**Task to carry out**
Please list every line of the records below that contains the word "white".

**Data to process**
↓

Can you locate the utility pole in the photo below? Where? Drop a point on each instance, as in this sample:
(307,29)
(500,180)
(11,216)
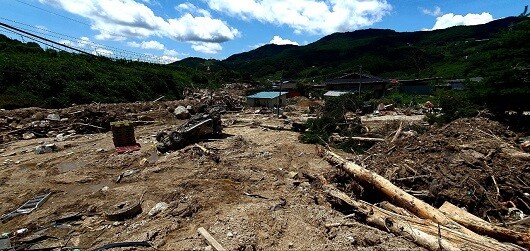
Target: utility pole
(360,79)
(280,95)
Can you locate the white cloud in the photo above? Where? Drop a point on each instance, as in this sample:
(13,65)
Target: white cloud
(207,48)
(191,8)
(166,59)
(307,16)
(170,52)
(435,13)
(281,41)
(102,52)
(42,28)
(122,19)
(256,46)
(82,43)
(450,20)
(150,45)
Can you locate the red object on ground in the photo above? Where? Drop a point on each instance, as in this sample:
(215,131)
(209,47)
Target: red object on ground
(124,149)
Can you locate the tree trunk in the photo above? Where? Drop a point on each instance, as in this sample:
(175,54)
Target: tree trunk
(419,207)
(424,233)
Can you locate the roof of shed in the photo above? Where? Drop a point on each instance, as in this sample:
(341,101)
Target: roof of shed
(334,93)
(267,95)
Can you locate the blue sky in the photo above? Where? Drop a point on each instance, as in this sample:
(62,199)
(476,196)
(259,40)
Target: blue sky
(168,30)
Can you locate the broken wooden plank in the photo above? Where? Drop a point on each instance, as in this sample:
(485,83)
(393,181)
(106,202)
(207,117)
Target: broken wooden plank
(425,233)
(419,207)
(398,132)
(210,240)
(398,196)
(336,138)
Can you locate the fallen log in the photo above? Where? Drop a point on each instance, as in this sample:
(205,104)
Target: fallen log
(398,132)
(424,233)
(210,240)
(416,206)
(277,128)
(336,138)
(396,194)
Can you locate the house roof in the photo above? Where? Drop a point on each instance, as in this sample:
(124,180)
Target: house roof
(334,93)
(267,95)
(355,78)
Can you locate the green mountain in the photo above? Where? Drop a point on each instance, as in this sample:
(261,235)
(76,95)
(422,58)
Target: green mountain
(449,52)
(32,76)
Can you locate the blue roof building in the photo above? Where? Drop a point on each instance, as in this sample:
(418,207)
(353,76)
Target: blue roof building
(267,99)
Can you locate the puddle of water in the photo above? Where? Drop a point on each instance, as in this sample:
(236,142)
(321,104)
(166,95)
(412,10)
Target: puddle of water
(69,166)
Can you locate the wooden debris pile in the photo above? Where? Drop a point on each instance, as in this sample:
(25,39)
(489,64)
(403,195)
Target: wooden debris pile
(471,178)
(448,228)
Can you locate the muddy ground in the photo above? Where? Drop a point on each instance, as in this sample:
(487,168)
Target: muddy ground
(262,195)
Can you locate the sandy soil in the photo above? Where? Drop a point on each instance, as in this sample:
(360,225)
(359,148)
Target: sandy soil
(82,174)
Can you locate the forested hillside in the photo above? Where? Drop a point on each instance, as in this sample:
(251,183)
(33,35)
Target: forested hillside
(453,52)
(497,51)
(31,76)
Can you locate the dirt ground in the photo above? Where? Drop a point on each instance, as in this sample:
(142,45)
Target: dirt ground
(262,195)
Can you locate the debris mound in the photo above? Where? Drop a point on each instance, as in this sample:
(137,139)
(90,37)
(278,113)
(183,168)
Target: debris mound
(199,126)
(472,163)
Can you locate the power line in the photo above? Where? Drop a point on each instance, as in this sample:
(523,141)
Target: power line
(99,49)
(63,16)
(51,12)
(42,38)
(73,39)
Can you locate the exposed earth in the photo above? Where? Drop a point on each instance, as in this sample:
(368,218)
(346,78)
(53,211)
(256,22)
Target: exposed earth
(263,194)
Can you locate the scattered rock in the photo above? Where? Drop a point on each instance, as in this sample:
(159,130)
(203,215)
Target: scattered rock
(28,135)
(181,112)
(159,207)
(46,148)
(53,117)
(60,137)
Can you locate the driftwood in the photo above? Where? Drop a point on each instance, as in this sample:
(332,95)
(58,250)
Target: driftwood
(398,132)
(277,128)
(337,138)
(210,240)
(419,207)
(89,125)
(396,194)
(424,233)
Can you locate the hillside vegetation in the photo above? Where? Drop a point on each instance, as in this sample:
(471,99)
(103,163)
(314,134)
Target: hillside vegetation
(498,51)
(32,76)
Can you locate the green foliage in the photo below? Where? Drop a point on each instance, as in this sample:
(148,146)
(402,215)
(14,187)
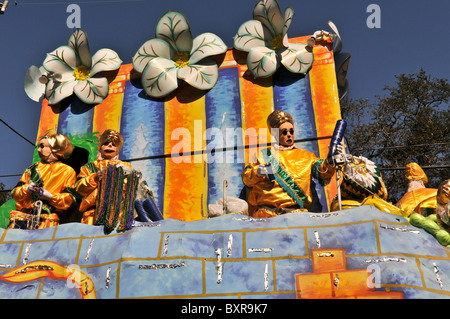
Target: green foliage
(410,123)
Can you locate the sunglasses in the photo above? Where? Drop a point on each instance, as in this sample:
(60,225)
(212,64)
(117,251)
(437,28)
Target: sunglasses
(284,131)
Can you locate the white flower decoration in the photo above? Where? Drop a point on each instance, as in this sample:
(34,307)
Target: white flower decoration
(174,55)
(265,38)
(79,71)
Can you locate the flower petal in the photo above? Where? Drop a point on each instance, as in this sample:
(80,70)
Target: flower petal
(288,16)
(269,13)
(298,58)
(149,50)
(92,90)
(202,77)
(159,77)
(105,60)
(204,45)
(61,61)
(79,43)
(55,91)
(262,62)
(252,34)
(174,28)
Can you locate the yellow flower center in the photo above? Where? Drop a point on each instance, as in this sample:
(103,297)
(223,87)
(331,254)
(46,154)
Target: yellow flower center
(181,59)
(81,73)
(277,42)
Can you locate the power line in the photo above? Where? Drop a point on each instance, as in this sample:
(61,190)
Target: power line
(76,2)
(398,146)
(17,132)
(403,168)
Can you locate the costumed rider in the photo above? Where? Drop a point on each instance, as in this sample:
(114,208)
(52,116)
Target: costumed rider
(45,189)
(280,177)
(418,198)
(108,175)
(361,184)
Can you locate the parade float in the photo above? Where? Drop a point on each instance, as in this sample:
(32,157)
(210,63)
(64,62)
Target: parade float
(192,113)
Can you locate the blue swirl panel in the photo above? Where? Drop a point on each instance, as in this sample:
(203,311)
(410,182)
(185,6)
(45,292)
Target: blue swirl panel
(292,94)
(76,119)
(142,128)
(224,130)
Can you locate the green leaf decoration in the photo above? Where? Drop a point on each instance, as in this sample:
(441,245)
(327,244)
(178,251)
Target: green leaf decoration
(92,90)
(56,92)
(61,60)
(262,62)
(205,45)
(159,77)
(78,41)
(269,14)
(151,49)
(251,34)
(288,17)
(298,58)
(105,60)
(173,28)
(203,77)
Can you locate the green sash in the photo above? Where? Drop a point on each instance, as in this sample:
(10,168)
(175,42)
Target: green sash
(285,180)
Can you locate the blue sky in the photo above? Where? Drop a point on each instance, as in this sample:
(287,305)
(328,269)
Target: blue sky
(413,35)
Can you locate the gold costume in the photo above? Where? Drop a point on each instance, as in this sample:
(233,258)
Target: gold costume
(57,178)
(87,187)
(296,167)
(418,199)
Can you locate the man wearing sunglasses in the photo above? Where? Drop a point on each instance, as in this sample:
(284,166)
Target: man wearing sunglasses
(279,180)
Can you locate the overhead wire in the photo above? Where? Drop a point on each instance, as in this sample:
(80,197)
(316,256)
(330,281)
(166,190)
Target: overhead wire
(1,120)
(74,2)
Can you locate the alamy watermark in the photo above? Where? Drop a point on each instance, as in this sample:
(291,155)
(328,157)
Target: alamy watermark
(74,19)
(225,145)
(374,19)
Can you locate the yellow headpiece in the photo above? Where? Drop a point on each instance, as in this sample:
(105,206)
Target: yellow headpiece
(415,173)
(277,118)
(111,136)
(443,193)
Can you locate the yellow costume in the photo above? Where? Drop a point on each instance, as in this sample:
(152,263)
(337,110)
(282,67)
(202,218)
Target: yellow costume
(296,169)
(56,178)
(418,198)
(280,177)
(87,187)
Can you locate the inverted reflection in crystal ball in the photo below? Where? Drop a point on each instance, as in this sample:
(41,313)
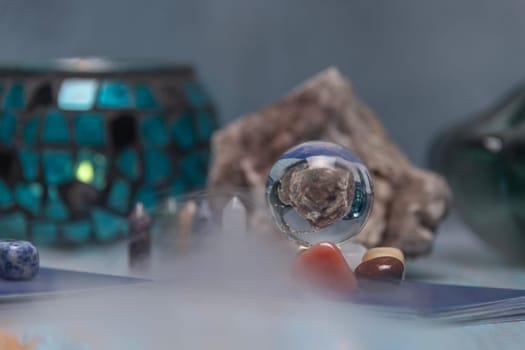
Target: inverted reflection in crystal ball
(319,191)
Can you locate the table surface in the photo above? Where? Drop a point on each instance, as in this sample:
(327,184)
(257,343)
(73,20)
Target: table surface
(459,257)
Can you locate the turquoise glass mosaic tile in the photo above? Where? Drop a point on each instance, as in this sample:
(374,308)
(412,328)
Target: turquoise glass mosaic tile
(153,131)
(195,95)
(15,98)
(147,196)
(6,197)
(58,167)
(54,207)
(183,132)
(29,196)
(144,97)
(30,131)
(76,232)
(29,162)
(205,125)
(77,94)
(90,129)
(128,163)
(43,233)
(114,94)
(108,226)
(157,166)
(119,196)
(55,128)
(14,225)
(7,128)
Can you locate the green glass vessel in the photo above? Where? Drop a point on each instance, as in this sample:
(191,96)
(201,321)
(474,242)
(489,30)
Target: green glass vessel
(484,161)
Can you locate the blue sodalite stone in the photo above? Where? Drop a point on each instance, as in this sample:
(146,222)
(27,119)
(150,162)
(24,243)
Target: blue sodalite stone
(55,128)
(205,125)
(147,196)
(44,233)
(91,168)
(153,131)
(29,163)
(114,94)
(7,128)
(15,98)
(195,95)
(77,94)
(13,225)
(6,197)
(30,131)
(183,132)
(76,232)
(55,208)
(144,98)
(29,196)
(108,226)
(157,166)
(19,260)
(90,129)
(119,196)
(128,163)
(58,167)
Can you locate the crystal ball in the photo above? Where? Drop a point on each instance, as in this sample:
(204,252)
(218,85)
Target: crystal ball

↑
↓

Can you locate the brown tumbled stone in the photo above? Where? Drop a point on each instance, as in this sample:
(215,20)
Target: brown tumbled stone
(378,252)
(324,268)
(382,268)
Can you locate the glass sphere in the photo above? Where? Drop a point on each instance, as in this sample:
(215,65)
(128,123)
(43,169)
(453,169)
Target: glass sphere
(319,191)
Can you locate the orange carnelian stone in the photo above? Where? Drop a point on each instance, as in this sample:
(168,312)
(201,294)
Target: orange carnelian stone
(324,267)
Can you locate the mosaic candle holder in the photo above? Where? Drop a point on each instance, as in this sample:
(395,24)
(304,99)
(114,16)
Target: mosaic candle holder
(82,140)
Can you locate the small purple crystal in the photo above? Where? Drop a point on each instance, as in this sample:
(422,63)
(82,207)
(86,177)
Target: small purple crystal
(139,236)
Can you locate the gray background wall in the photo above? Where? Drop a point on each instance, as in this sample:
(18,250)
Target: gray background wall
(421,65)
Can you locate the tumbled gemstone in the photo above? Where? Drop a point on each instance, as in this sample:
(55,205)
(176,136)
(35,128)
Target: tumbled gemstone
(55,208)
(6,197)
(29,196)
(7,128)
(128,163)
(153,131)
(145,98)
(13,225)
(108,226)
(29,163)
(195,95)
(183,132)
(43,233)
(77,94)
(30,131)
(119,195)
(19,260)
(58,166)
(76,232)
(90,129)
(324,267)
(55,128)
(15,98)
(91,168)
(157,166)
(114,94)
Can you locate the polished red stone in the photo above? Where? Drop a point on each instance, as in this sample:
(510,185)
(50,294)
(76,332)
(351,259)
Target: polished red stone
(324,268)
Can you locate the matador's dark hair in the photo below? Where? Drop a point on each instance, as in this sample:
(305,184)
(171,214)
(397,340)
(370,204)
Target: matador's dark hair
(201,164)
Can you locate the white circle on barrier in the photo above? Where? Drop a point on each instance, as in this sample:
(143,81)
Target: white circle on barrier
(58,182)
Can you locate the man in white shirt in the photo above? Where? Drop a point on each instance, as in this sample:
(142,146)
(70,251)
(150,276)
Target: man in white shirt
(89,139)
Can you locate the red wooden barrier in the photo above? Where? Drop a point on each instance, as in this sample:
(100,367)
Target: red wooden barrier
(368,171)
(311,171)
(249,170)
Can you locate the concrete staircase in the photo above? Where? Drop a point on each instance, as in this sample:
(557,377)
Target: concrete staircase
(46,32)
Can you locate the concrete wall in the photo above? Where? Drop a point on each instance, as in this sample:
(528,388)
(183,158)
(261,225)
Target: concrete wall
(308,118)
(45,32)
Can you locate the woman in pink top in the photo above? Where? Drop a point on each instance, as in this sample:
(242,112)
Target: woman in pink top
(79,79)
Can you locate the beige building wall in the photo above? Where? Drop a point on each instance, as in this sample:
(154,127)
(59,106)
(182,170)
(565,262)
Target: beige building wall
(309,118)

↑
↓

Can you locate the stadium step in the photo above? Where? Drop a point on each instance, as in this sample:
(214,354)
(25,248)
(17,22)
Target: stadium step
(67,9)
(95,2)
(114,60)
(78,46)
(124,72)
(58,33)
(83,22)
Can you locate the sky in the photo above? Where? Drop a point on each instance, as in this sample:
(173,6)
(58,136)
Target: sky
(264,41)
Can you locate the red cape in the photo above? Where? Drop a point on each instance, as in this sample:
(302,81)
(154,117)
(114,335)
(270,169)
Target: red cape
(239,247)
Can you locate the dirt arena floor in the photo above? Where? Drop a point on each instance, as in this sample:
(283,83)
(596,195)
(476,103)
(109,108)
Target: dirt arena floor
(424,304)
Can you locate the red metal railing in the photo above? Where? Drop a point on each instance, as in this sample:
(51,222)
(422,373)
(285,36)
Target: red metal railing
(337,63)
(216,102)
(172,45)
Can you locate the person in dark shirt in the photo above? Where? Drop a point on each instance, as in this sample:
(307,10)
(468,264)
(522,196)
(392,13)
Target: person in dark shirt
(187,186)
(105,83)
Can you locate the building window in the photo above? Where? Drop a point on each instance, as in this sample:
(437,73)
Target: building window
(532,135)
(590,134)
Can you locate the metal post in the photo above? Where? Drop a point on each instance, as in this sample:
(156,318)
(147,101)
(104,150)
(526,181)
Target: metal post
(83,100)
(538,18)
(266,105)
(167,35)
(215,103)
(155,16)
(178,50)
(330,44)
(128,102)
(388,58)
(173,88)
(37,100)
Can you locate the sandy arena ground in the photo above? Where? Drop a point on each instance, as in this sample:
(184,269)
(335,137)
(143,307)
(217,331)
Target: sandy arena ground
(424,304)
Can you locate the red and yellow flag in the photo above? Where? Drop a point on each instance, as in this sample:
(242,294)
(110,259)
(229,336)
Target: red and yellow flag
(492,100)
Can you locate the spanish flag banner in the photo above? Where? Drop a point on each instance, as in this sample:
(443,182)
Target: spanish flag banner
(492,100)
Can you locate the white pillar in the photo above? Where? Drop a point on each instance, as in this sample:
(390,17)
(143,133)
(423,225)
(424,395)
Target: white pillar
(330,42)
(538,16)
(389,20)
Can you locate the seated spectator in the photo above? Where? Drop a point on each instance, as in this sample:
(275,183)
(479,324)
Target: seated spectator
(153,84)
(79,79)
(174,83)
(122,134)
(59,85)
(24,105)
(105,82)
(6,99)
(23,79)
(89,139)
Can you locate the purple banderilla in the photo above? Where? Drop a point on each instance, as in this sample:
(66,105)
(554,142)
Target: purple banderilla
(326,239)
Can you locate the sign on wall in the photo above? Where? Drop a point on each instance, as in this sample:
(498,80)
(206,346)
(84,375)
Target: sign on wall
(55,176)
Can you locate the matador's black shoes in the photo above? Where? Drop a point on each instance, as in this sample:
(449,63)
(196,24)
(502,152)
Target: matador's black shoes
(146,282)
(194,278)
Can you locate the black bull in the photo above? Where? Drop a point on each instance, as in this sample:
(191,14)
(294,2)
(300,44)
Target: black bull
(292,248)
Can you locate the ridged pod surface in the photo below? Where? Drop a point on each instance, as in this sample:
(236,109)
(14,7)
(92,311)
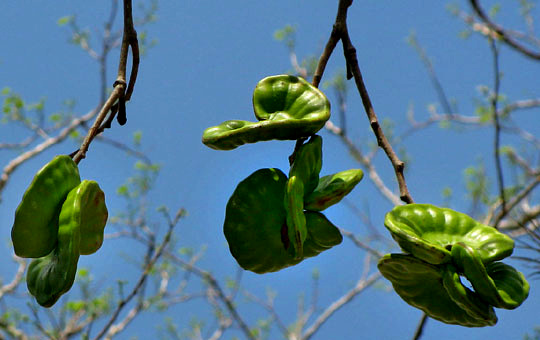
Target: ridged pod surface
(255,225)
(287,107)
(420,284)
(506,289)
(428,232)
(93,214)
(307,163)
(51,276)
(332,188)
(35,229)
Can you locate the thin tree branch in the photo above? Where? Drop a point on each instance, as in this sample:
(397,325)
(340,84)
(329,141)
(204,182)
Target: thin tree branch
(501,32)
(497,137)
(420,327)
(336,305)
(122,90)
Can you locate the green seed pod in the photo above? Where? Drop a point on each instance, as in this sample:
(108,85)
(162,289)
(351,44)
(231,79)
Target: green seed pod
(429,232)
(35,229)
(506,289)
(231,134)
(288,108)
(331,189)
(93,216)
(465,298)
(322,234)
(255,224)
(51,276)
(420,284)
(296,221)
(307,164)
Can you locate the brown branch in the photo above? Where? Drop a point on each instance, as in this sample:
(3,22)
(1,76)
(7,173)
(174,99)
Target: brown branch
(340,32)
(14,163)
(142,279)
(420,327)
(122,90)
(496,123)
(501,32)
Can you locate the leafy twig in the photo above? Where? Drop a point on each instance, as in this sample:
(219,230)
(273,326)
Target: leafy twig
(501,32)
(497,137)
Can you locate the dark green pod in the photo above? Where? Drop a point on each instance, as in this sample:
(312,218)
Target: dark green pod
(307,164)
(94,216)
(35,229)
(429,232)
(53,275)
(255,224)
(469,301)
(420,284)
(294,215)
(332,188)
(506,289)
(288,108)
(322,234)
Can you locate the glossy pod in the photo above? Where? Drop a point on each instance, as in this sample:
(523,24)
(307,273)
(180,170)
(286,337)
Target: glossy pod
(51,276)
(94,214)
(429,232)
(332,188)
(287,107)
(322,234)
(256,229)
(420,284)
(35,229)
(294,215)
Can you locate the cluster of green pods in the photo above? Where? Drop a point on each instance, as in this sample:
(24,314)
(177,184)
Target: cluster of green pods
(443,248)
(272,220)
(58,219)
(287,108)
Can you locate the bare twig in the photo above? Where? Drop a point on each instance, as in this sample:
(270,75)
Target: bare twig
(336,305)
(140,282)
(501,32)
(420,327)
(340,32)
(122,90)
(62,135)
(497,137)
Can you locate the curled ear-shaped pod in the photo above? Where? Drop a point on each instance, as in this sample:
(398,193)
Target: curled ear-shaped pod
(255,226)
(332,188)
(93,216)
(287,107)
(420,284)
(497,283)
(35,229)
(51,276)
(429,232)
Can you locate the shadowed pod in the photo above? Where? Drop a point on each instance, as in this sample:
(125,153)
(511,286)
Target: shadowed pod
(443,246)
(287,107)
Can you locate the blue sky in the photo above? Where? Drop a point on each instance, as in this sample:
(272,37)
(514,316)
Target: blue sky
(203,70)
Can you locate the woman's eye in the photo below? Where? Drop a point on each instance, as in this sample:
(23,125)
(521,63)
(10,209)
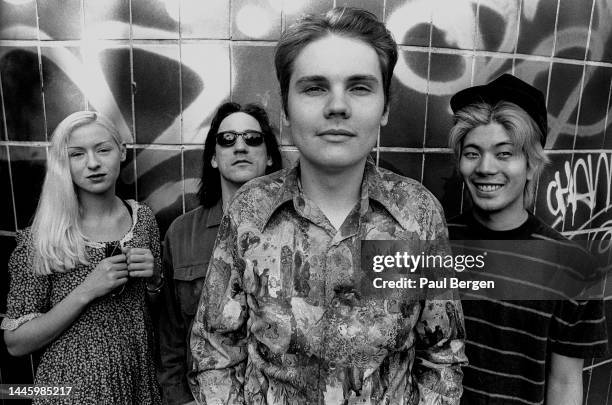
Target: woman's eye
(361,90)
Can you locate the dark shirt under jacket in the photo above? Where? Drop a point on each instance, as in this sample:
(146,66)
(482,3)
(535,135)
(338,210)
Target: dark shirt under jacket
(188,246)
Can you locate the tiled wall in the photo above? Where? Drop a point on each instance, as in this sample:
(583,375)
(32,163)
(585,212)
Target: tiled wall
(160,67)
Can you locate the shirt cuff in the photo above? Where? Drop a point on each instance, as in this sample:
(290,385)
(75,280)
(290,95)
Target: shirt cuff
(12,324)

↑

**Result for this task**
Can you locate the white cloud in the photo above? Where? Drop a point on each instance, as in this sample:
Target: white cloud
Can you locate the white flower decoration in the photo above? Where? Drop a point on each instance, as in this sample:
Target: white flower decoration
Can you locate the white circle on barrier in the photo above? Where? Drop a point on each instance, as in this sample:
Target: white circle on barrier
Can you locate the man in white shirt in the photo above? Where? Drop a point on each instance, as in this sample:
Target: man in white shirt
Can you locate the white pillar in the photo above? Where? Drop a point on each instance, as in this sample:
Target: white pillar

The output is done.